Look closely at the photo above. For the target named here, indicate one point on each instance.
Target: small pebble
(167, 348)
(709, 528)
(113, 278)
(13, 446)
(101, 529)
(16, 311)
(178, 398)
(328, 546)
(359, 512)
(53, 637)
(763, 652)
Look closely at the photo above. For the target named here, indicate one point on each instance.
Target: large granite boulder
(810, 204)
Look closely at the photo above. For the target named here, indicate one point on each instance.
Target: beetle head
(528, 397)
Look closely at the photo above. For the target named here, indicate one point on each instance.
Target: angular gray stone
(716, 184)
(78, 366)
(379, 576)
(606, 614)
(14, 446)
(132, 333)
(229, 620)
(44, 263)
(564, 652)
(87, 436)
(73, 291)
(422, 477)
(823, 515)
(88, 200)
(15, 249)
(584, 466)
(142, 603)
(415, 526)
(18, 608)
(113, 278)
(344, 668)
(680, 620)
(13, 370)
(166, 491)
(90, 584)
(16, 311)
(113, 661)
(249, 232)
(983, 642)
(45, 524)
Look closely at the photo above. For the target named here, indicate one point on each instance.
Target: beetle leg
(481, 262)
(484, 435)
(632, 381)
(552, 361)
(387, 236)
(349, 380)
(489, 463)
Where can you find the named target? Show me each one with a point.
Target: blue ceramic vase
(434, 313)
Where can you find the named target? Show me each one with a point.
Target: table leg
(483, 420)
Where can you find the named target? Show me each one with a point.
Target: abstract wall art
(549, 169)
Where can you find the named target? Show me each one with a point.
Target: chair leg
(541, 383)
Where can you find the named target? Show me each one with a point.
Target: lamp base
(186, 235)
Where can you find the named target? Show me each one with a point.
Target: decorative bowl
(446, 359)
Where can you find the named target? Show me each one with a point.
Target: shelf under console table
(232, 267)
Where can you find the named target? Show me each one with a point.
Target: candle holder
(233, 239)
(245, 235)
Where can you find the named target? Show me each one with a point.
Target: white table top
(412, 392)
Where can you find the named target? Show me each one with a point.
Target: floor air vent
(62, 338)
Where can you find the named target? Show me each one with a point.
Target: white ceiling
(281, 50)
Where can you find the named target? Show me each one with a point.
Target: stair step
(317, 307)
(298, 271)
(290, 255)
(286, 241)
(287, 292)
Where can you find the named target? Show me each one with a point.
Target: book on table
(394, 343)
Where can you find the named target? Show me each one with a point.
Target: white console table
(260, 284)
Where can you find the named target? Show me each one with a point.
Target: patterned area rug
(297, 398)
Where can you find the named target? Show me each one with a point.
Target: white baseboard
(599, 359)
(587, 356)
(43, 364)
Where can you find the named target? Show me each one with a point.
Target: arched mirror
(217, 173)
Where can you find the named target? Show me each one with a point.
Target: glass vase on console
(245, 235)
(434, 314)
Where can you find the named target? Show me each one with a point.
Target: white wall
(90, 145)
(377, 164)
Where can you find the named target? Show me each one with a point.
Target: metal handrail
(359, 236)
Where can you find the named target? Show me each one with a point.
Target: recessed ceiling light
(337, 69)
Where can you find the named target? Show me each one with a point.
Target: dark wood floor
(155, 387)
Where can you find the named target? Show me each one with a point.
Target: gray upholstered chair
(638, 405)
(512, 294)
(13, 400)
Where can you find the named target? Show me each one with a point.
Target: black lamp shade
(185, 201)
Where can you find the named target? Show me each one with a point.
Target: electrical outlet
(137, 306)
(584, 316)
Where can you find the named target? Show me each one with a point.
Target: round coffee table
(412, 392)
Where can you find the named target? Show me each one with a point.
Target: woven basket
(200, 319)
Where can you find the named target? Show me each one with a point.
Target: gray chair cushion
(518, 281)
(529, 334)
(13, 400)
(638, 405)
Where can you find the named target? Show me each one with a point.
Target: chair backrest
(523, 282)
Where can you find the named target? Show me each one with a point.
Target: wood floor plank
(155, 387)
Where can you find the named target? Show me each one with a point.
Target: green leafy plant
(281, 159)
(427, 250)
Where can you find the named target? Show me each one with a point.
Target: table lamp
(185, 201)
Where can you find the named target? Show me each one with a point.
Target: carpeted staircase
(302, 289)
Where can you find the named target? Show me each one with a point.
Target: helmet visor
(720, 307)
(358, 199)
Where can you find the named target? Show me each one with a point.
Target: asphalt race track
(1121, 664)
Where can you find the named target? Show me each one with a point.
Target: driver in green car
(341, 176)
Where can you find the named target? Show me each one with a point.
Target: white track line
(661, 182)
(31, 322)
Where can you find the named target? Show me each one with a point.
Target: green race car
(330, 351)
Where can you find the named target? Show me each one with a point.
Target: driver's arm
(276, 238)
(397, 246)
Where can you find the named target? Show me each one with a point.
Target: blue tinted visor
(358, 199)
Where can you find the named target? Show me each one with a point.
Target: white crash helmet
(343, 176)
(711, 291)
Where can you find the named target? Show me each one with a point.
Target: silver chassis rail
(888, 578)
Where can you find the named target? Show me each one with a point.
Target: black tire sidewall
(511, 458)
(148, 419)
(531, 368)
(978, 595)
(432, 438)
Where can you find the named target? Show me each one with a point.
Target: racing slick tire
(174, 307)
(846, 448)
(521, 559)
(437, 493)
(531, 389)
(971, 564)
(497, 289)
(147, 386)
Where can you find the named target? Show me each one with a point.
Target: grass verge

★ ★ ★ ★

§ **TASK STATEMENT**
Give all the records again. Match them exactly.

§ **SOLUTION FOR THIS PROBLEM**
Look closely at the photo above. For the target named here, indicate one point on each instance.
Target: small pebble
(167, 348)
(709, 528)
(113, 278)
(13, 446)
(101, 529)
(16, 311)
(178, 398)
(328, 546)
(359, 512)
(53, 637)
(763, 652)
Look closely at the photo above. For the target named here, indicate one point on each instance.
Target: large granite boulder
(810, 204)
Look closely at the photo above. For the target named here, indicate one point on each instance.
Target: beetle head
(528, 397)
Look closely at the photo above. For the target named here, indicate one point on each instance.
Target: angular gray stone
(716, 184)
(78, 366)
(379, 576)
(606, 614)
(14, 446)
(132, 333)
(229, 620)
(44, 263)
(564, 652)
(87, 436)
(73, 291)
(422, 477)
(823, 515)
(88, 200)
(15, 249)
(584, 466)
(142, 603)
(415, 526)
(18, 608)
(113, 278)
(344, 668)
(680, 620)
(13, 370)
(166, 491)
(90, 584)
(16, 311)
(113, 661)
(249, 232)
(983, 642)
(45, 524)
Look closely at the photo above. For the target named here, indicate one point on each instance.
Target: beetle leg
(481, 262)
(484, 435)
(632, 381)
(552, 361)
(387, 236)
(349, 380)
(489, 463)
Where can you find the named target? Show me each one with a point.
Target: blue ceramic vase
(434, 313)
Where can you find the named target? Show me each one with a point.
Target: table leg
(483, 420)
Where can you find the named target? Show me each one with a point.
Target: abstract wall art
(549, 169)
Where can you find the named target? Show me each one with a point.
Target: chair leg
(541, 383)
Where can you find the named target? Show me each one with a point.
Target: lamp base
(186, 235)
Where can you find the named target? Show me each one with a point.
Target: decorative bowl
(446, 359)
Where can you find the named target? Show me each one with a point.
Target: shelf under console table
(232, 267)
Where can you find the named target? Show me each one with a point.
Target: candle holder
(233, 239)
(245, 235)
Where can you find the named target? Show me each one with a point.
Target: white table top
(412, 392)
Where can you find the named target? Show me each one with a point.
Target: floor air vent
(62, 338)
Where can you find the named target? Show me each one with a point.
Target: white ceiling
(281, 50)
Where can you find the named target? Show me each one with a point.
Target: stair step
(317, 307)
(298, 271)
(290, 255)
(286, 241)
(287, 292)
Where can you find the named target? Show me each one with a point.
Target: book on table
(394, 343)
Where can you find the named target? Show me each one with a point.
Target: white console table
(260, 284)
Where can you find the named target? Show me each one with a point.
Target: patterned area rug
(297, 398)
Where can you find the named target? Show me each one with a point.
Target: white baseboard
(599, 359)
(587, 356)
(43, 364)
Where can you find the named target? Show me each one with a point.
Target: arched mirror
(217, 173)
Where can you find the named target? Show me each one with a point.
Target: glass vase on console
(245, 235)
(434, 314)
Where can you find the named target? Show me each one with a point.
Target: white wall
(90, 145)
(377, 164)
Where can you find the named target? Show me each one with a point.
Target: metal handrail
(359, 236)
Where can you find the named target? Show me each one with a point.
Target: recessed ceiling light
(337, 69)
Where can you find the named target? Show me each one with a point.
Target: dark wood floor
(155, 387)
Where can you find the named target? Show me each one with a point.
Target: gray upholstered chair
(638, 405)
(512, 294)
(13, 400)
Where can you find the named target? Show me each one with a point.
Target: black lamp shade
(185, 201)
Where can you find the named target? Show me each one with a point.
Target: electrical outlet
(137, 306)
(584, 316)
Where can you find the named target? Show me each one with a point.
Target: round coffee table
(412, 392)
Where can you find the named target? Show me each one with a point.
Target: woven basket
(200, 319)
Where can you find the named target? Show me each one with a point.
Target: gray chair cushion
(518, 281)
(529, 334)
(13, 400)
(638, 405)
Where can you find the named target? Show me each one with a point.
Target: chair backrest
(523, 282)
Where can you find the named target? Show me each one with a point.
Target: wood floor plank
(155, 387)
Where can you find the named target? Show me each one with a point.
Target: green leafy plant
(281, 159)
(427, 250)
Where can you find the named target? Show me each one with a point.
Target: table lamp
(185, 201)
Where can you find the named target? Show me each one with a point.
Target: carpeted staircase
(302, 289)
Where can you find the named target? Show me each one with a point.
Target: helmet visor
(720, 307)
(358, 199)
Where can you find the named target? Show me each one with a point.
Target: asphalt race track
(1121, 664)
Where can you find the named target? Show me each one with a point.
Target: driver in green car
(341, 176)
Where can you find the named target? Show me each one with a point.
Target: white track line
(661, 182)
(31, 322)
Where can you find the named target? Show me each one with a point.
Target: green race car
(330, 351)
Where can you find the named target? Show me each one with a point.
Target: driver's arm
(276, 238)
(397, 246)
Where can you find the named target? Show me each one with a point.
Target: blue tinted visor
(358, 199)
Where can you find the named target? Show me each one with a point.
Target: white crash helmet
(343, 176)
(711, 291)
Where can you find the named target? Show me each one with a point.
Target: silver chassis rail
(888, 578)
Where can you find the named target? Show me each one with a point.
Target: black tire sidewall
(511, 458)
(148, 419)
(531, 368)
(978, 595)
(432, 438)
Where can you find the named target? Show me each one with a point.
Target: racing slick tire
(174, 307)
(846, 448)
(521, 559)
(437, 493)
(531, 389)
(971, 564)
(497, 289)
(147, 386)
Where can you find the named target? Show me each one with a point.
Target: grass verge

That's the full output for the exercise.